» AIM A
Copy the records from the line containing "Please mark the column" through the end of the records, reproducing each line without changes.

» TEXT SECTION
######

JSON Format

You don’t have to be a big-data expert to load data into your Graylog API Security database. This section covers all the details of our open JSON format, which can be supplied by nearly any data source.

Why Use JSON?

Nearly every modern programming language and data processing system provides JSON support without any extra libraries or special dependencies. In many cases building and parsing JSON is actually done via native routines, which are efficient and fast.

Certainly there are other binary formats, like protobuf and BSON, that can have better performance. But these are harder to consume, especially by humans. None of these alternatives are universally available like JSON. Some have too many dependencies that can potentially conflict with your app's existing dependencies. Given all these factors, we think JSON strikes the right balance with good efficiency and excellent ease of use.

JSON Grammar

This grammar defines the data structures that are specific to logging API requests and responses.

  • Each API call (with request and response details) is a single message.
  • Each message is an array of one or more message details.
  • Each detail associates a key string with a value string.
  • All key strings must be formatted properly based on the type of key.

Here's the geekier way of saying all of that:

Copy
message
    [ message-details ]

message-details
    message-detail
    message-detail, message-details

message-detail
    [ "key", "value" ]

Key Strings

All key strings are formatted based on the type of key, and whether the key includes an identifying name. Keys with names may appear multiple times in a message, but keys without names appear only once in the message.

######

» MATERIAL SUPPLIED
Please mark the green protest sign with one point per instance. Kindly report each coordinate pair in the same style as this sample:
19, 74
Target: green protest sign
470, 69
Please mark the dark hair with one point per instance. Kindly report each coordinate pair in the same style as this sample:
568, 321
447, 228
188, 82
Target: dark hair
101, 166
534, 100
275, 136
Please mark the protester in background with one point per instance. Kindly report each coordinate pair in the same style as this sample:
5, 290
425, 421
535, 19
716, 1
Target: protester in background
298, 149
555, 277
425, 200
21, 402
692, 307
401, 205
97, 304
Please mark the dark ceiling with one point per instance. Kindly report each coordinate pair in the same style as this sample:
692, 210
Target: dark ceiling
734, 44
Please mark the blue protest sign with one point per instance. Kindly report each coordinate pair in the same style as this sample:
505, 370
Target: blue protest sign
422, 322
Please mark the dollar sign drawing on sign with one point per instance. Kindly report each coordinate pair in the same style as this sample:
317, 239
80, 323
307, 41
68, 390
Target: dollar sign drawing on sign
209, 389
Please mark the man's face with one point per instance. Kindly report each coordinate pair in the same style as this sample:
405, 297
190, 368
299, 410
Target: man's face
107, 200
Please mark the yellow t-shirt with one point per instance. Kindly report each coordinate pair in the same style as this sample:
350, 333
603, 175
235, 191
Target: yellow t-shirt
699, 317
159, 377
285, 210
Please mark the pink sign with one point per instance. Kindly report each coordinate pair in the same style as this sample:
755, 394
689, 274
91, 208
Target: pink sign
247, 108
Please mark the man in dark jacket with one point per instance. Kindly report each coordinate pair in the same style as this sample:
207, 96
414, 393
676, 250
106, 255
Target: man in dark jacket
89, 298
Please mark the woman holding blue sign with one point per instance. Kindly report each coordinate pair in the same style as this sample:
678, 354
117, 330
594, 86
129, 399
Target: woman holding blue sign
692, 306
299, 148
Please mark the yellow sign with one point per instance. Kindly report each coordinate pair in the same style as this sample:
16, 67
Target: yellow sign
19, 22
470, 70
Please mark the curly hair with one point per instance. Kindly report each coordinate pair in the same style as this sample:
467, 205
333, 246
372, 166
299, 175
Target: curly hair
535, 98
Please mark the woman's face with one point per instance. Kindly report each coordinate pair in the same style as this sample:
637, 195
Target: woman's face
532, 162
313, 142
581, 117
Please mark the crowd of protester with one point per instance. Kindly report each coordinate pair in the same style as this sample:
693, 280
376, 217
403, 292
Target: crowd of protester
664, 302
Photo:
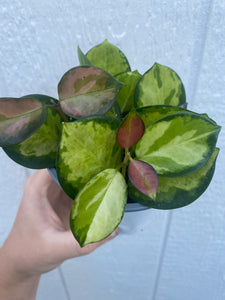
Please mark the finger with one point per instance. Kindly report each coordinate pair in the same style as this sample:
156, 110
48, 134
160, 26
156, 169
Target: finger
69, 247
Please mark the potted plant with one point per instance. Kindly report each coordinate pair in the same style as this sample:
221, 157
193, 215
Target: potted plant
114, 137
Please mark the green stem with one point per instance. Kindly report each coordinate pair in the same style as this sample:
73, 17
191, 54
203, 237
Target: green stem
125, 162
57, 107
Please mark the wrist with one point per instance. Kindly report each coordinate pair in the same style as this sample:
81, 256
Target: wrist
14, 284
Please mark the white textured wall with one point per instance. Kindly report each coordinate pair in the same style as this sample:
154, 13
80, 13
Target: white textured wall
159, 255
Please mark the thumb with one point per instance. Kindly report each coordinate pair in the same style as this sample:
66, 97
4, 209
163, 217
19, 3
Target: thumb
69, 247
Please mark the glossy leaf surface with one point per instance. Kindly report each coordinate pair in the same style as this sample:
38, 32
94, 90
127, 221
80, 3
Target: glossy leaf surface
160, 85
143, 177
151, 114
125, 97
130, 131
178, 144
86, 91
99, 207
39, 150
178, 191
87, 147
108, 57
19, 119
84, 61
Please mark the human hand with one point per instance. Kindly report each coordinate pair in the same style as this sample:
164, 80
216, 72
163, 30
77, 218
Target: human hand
40, 239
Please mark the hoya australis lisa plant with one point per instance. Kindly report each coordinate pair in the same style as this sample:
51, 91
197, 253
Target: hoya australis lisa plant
113, 136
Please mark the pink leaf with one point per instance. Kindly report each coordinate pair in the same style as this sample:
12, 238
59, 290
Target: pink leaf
130, 131
144, 177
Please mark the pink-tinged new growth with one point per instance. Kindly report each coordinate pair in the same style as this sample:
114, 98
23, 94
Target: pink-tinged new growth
144, 177
87, 90
130, 131
19, 119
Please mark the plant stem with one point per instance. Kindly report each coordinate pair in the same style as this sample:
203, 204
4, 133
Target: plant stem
125, 162
57, 107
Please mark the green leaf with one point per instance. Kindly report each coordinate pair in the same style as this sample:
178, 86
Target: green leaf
143, 177
19, 119
87, 147
39, 150
84, 61
86, 91
109, 58
125, 97
130, 131
178, 191
178, 144
160, 85
99, 207
151, 114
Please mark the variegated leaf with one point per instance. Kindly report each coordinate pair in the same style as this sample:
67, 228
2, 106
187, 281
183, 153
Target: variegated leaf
86, 91
99, 207
178, 144
143, 177
108, 57
125, 97
19, 119
39, 150
84, 61
87, 147
160, 85
130, 131
151, 114
178, 191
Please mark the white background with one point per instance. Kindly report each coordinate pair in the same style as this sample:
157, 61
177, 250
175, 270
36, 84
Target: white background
159, 255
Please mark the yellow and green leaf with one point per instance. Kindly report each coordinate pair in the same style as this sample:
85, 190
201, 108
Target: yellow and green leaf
39, 150
175, 192
99, 207
87, 147
178, 144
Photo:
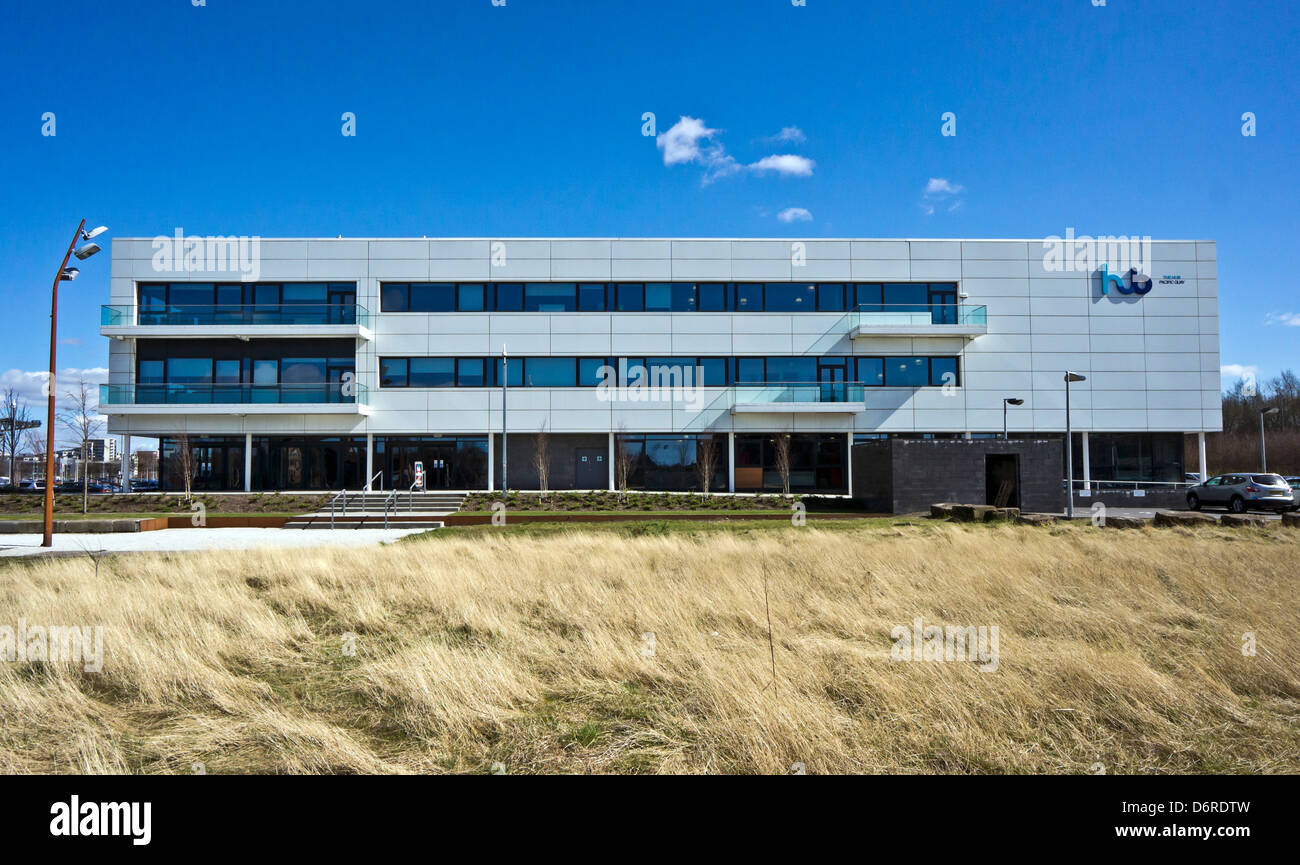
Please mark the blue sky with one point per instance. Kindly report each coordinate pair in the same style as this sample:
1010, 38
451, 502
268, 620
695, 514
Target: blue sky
525, 119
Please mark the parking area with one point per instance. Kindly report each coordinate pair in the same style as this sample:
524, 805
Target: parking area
198, 539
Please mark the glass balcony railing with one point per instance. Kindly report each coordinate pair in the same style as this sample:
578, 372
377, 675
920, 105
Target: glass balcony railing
121, 315
885, 315
207, 394
824, 392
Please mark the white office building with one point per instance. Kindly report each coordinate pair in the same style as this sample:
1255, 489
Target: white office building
329, 363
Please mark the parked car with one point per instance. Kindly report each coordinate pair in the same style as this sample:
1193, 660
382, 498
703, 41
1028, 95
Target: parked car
1243, 492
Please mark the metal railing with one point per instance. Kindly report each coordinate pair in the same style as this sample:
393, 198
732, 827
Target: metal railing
182, 394
819, 392
217, 314
887, 315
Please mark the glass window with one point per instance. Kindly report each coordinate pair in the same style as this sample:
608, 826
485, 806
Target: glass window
549, 297
871, 372
658, 297
906, 372
432, 372
432, 297
469, 372
469, 298
393, 372
590, 298
510, 297
550, 372
684, 297
749, 371
749, 297
830, 297
393, 297
787, 297
713, 297
940, 367
632, 297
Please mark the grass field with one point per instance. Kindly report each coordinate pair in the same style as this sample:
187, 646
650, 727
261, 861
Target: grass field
528, 649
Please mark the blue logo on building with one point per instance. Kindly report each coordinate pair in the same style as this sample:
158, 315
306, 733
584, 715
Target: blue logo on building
1131, 282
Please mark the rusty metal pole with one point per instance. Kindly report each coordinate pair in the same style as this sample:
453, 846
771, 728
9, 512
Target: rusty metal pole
50, 429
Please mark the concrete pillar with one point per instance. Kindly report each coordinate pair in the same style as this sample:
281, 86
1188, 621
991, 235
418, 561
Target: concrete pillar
731, 462
610, 458
369, 459
1087, 462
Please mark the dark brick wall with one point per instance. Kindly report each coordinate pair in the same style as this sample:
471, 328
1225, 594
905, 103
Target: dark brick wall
904, 475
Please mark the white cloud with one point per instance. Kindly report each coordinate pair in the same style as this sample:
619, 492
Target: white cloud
785, 164
692, 142
794, 215
1235, 371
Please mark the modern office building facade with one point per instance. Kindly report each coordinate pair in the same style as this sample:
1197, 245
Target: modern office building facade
644, 363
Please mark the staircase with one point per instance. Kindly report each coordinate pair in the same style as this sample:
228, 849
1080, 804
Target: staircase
360, 509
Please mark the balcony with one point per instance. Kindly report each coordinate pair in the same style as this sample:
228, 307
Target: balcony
817, 397
323, 398
918, 320
239, 320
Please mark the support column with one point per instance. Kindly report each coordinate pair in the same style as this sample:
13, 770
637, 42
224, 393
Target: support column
1087, 462
610, 458
731, 462
369, 459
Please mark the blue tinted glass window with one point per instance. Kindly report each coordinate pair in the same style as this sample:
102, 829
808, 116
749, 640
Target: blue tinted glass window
749, 371
432, 372
749, 297
510, 297
590, 298
632, 297
871, 372
906, 372
432, 297
469, 372
713, 297
684, 297
393, 372
939, 367
469, 298
549, 297
785, 297
658, 297
393, 297
550, 372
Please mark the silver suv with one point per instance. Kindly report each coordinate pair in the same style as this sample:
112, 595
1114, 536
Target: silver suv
1240, 493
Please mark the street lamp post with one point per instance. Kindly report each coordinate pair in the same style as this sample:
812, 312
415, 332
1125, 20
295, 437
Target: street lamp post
64, 273
1009, 401
1264, 455
1069, 446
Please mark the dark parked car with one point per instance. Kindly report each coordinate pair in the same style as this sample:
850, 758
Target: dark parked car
1240, 493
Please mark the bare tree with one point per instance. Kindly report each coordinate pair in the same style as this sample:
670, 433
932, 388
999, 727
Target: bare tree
82, 420
14, 422
781, 459
706, 463
542, 459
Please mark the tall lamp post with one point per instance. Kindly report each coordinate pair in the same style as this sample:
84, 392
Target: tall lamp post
1009, 401
1069, 445
1264, 455
69, 275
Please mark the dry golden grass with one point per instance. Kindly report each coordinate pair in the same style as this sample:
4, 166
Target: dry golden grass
1121, 648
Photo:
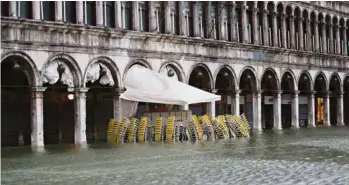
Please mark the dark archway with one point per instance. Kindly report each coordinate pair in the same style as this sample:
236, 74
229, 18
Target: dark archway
334, 98
200, 78
248, 86
287, 87
346, 100
269, 87
320, 99
15, 102
225, 86
304, 88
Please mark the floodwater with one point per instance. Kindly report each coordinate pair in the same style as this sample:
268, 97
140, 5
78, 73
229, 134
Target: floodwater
303, 156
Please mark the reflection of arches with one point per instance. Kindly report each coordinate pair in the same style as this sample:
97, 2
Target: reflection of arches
111, 67
248, 76
50, 70
17, 77
202, 72
29, 66
177, 68
141, 62
231, 74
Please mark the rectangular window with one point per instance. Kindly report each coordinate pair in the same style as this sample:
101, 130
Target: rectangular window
90, 13
5, 8
144, 16
48, 10
127, 15
25, 9
69, 8
109, 14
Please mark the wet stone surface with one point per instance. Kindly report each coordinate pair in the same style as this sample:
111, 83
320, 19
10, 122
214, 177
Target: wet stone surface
304, 156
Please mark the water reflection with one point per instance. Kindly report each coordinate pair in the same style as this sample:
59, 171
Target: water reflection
304, 156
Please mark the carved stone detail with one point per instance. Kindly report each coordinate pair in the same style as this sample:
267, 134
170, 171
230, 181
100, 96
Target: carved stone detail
99, 71
57, 70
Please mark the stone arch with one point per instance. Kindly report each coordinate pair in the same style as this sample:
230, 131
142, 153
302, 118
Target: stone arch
228, 67
113, 70
294, 81
249, 68
278, 86
31, 71
335, 74
141, 62
177, 67
73, 76
305, 72
320, 73
208, 71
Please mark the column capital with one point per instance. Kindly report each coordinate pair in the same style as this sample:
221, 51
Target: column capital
81, 89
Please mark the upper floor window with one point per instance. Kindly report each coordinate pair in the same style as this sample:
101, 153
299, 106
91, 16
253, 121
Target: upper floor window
25, 9
109, 13
90, 12
126, 15
69, 11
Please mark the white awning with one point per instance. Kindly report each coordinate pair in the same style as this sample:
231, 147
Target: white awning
145, 85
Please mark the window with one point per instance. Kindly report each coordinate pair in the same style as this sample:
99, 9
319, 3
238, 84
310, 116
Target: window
48, 10
5, 8
69, 8
90, 13
25, 9
143, 16
109, 13
127, 15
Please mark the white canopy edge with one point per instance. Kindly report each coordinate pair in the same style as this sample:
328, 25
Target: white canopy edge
145, 85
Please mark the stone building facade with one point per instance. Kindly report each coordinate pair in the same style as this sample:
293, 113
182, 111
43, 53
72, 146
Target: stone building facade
284, 64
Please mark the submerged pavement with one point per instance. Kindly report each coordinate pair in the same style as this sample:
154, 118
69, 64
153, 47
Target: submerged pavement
302, 156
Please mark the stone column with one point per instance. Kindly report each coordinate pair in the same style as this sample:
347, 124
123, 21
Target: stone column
300, 34
277, 111
118, 13
244, 33
311, 110
255, 26
80, 115
36, 10
309, 39
331, 48
99, 13
168, 17
233, 22
196, 19
275, 30
152, 17
118, 114
340, 113
135, 12
345, 47
324, 39
316, 35
59, 11
327, 121
292, 34
257, 110
284, 31
235, 103
338, 40
295, 110
13, 9
37, 110
80, 12
265, 28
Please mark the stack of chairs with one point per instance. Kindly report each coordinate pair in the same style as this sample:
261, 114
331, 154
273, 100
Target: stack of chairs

######

» AIM B
In the JSON format text, which keys may appear multiple times in a message?

» WRITTEN SOLUTION A
Please mark the column capital with one point per instance. Kindly report each coordinate pair in the same style as this sample:
221, 51
Target: column capital
81, 89
Please mark the upper floor window with one point per instance. Kindly report each coordinate pair in the same style as this sample:
101, 153
299, 106
91, 16
253, 121
Target: upper floor window
25, 9
109, 13
90, 12
126, 15
69, 11
Please mark the white awning with one point per instance. Kindly report each coordinate pair in the same style as this sample:
231, 147
Target: white awning
145, 85
Please mark the window with one point per instance. Kindly report each coordinate pair in the same style as this sample:
99, 9
319, 3
238, 84
310, 116
Target: window
48, 10
5, 8
69, 8
90, 13
25, 9
143, 16
109, 13
127, 15
Please mark the white canopy edge with one point per instance. Kindly report each coordinate pair in the same style as this sample:
328, 25
Target: white canopy edge
145, 85
Please mark the stone building facade with one point per instance. Kindly report each coordinate pair in the same style as this sample:
293, 113
182, 111
43, 53
72, 146
Target: stone building facade
284, 64
Please mark the submerged pavement with one point per instance. Kindly report each coordinate pair in the same style as this sample:
154, 118
69, 64
153, 47
Target: submerged pavement
302, 156
Please mark the stone column with one point per instance. Kindly report each coordinate pair in the same style as this sample:
347, 124
123, 21
Target: stone column
300, 34
277, 111
118, 13
244, 33
311, 110
255, 26
80, 115
36, 10
309, 39
331, 48
99, 13
168, 17
233, 22
196, 19
275, 30
152, 17
118, 114
340, 113
135, 12
345, 47
324, 39
316, 35
59, 11
327, 121
292, 34
257, 110
284, 31
235, 103
338, 40
295, 110
13, 9
37, 110
80, 12
265, 28
Please mark the stack of chairs with one point per instance. Kindly report each coordinate pair in the same style as this sample:
261, 114
331, 154
273, 100
Target: stack of chairs

» WRITTEN SOLUTION B
Keys with names.